▸ Exercise description: Lay out the rows below as a Markdown table with two columns, No. and Line, giving each line its number and skipping any blank lines. Leave the pictures out of the table.

─── Records to use

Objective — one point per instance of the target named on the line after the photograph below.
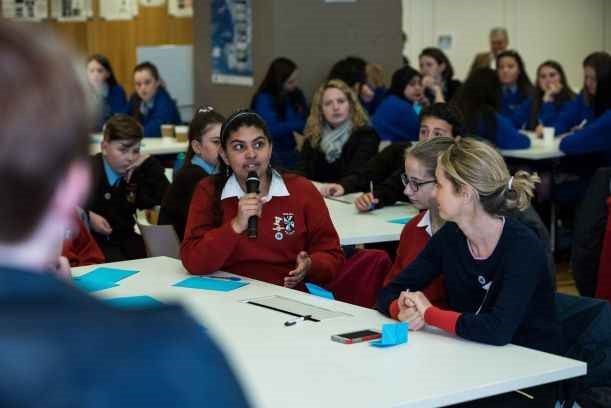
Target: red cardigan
(288, 225)
(412, 242)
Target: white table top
(149, 145)
(363, 228)
(299, 366)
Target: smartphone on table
(356, 336)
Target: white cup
(548, 136)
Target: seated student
(124, 180)
(110, 94)
(386, 168)
(283, 107)
(79, 246)
(579, 112)
(419, 186)
(151, 104)
(201, 161)
(338, 138)
(396, 119)
(479, 100)
(516, 89)
(60, 346)
(295, 239)
(552, 95)
(365, 80)
(594, 136)
(494, 269)
(437, 75)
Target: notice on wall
(25, 10)
(71, 10)
(180, 8)
(118, 9)
(232, 42)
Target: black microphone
(252, 186)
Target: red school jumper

──────

▸ Reply:
| No. | Line |
|---|---|
| 1 | Objective — one point per instance of the target named on the line after the photograph below. |
| 2 | Target: red cardigan |
| 3 | (288, 225) |
| 4 | (412, 242) |
| 5 | Target: white table top |
| 6 | (149, 145) |
| 7 | (363, 228) |
| 8 | (299, 366) |
| 9 | Target: smartphone on table |
| 10 | (356, 336) |
| 11 | Target: white cup |
| 12 | (548, 136) |
| 13 | Target: seated student |
| 14 | (124, 180) |
| 15 | (110, 94) |
| 16 | (386, 168) |
| 17 | (283, 107) |
| 18 | (79, 246) |
| 19 | (579, 112) |
| 20 | (419, 186) |
| 21 | (151, 104) |
| 22 | (201, 161) |
| 23 | (338, 138) |
| 24 | (396, 119) |
| 25 | (479, 100) |
| 26 | (516, 89) |
| 27 | (60, 346) |
| 28 | (295, 239) |
| 29 | (552, 95) |
| 30 | (365, 80) |
| 31 | (594, 136) |
| 32 | (494, 269) |
| 33 | (437, 75) |
| 34 | Target: notice on wall |
| 35 | (25, 10) |
| 36 | (71, 10) |
| 37 | (180, 8) |
| 38 | (118, 9) |
| 39 | (232, 42) |
| 40 | Target: black microphone |
| 41 | (252, 186) |
| 42 | Target: red school jumper |